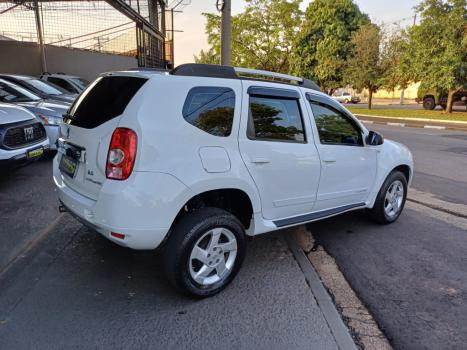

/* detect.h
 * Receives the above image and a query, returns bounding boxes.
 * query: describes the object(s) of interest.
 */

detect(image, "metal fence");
[0,0,172,69]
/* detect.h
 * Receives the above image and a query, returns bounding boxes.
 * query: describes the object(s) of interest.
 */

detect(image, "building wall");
[362,82,421,100]
[0,41,137,81]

++++

§ Brief:
Reproduce the entries above without change, omitting all pictures.

§ Response:
/* detect.h
 * Receives the above image and a query, returns bounding boxes.
 * query: describes the object(s) of interest.
 */

detect(image, "metal fence");
[0,0,172,69]
/* detect.h
 * Receives the above image and a query, returns bounding boxes.
 * query: describes the object(s) of interest.
 */

detect(image, "building wall");
[362,82,421,100]
[0,41,137,81]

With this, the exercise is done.